*What is required*
Give the data again in its entirety, exactly as provided.
====== Data supplied ======
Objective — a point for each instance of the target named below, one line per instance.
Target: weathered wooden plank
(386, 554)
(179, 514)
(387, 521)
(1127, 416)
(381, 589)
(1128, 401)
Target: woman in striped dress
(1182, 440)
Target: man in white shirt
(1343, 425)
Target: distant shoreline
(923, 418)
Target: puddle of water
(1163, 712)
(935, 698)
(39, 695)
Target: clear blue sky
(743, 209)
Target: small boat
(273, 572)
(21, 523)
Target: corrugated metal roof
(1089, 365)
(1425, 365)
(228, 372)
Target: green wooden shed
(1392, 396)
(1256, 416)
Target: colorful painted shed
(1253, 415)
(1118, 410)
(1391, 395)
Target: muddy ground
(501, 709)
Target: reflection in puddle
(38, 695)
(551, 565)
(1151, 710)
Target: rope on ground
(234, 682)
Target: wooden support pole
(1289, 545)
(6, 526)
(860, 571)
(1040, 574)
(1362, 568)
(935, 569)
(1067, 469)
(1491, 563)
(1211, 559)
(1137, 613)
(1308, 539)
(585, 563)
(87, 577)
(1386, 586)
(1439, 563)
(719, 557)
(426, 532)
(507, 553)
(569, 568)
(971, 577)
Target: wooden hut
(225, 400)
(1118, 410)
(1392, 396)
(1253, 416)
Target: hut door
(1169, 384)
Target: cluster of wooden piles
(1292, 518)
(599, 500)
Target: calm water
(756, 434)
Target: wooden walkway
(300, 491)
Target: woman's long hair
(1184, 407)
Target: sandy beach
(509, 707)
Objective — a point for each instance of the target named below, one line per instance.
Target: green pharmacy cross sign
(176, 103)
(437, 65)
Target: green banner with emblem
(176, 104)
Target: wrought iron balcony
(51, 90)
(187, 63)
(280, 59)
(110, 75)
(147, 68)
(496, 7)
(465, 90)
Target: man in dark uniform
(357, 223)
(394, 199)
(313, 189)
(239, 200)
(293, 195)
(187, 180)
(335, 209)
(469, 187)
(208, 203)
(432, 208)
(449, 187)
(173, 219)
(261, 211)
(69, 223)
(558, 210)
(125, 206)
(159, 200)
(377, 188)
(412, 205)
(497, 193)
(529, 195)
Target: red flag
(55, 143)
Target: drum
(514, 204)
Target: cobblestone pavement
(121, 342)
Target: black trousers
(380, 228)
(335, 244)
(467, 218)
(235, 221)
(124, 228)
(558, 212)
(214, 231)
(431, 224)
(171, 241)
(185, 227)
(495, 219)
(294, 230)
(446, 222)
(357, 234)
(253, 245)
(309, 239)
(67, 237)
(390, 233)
======
*Result of the exercise*
Objective — a point for each instance of the target named below, one line per instance.
Target: weathered wooden plank
(386, 554)
(179, 514)
(387, 521)
(1127, 416)
(381, 589)
(1128, 401)
Target: woman in striped dress
(1182, 440)
Target: man in white shirt
(1343, 425)
Target: distant shoreline
(923, 418)
Target: puddle of water
(1163, 712)
(935, 698)
(39, 695)
Target: clear blue sky
(743, 209)
Target: small boat
(273, 572)
(21, 523)
Target: corrugated metal roof
(1089, 365)
(1425, 365)
(228, 372)
Target: green wooden shed
(1392, 396)
(1256, 416)
Target: colorful painted shed
(1253, 415)
(1118, 410)
(1391, 395)
Target: muddy ground
(501, 709)
Target: reflection in puddle
(38, 695)
(551, 565)
(1151, 710)
Target: rope on ground
(234, 682)
Target: wooden support pole
(1289, 545)
(6, 526)
(860, 571)
(1040, 574)
(1362, 568)
(935, 569)
(1067, 469)
(1491, 563)
(1211, 559)
(1137, 613)
(1308, 539)
(585, 563)
(87, 577)
(1386, 586)
(1439, 563)
(719, 557)
(426, 532)
(507, 553)
(569, 568)
(971, 577)
Target: wooden hut
(225, 400)
(1118, 410)
(1392, 396)
(1253, 416)
Target: hut door
(1169, 384)
Target: cluster of wooden piles
(1292, 518)
(599, 500)
Target: calm water
(756, 434)
Target: wooden walkway
(300, 491)
Target: woman's long hair
(1184, 407)
Target: sandy beach
(509, 707)
Objective — a point for each instance of the target named below, one line per instance.
Target: green pharmacy cross sign
(176, 103)
(437, 65)
Target: green banner with emblem
(176, 104)
Target: wrought iron balcony
(51, 90)
(187, 63)
(280, 59)
(110, 75)
(147, 68)
(496, 7)
(465, 90)
Target: man in dark uniform
(357, 223)
(394, 199)
(313, 189)
(239, 200)
(293, 195)
(187, 180)
(335, 209)
(469, 187)
(208, 203)
(432, 208)
(449, 187)
(173, 219)
(261, 211)
(69, 223)
(558, 210)
(125, 206)
(159, 200)
(377, 188)
(412, 205)
(497, 193)
(529, 195)
Target: red flag
(55, 143)
Target: drum
(514, 204)
Target: cobblestone pavement
(121, 342)
Target: black trousers
(380, 228)
(335, 244)
(467, 218)
(235, 221)
(124, 228)
(558, 212)
(214, 231)
(431, 224)
(171, 241)
(185, 227)
(495, 219)
(294, 230)
(446, 222)
(357, 234)
(253, 245)
(309, 239)
(67, 237)
(390, 233)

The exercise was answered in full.